About this task:
Your answer must be an exact transcription of the lines from the line with "If you could identify the field" through the final line of the data.

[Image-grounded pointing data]
----
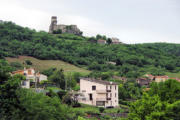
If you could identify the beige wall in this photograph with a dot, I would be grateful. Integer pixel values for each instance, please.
(100, 94)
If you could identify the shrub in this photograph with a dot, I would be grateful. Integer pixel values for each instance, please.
(101, 109)
(28, 62)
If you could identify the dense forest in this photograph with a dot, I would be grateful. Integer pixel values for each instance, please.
(160, 102)
(132, 60)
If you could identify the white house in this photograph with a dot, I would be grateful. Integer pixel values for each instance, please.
(98, 92)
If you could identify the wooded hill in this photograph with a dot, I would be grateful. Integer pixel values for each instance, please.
(131, 60)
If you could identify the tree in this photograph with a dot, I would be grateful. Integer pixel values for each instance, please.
(109, 40)
(148, 108)
(28, 62)
(58, 78)
(167, 91)
(16, 65)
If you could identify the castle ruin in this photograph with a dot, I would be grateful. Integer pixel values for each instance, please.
(54, 27)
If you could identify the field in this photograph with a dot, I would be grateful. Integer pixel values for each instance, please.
(45, 64)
----
Finished task:
If you could identify the field in this photograph with a dot, I would be grateful. Integer pixel values for each instance, please.
(45, 64)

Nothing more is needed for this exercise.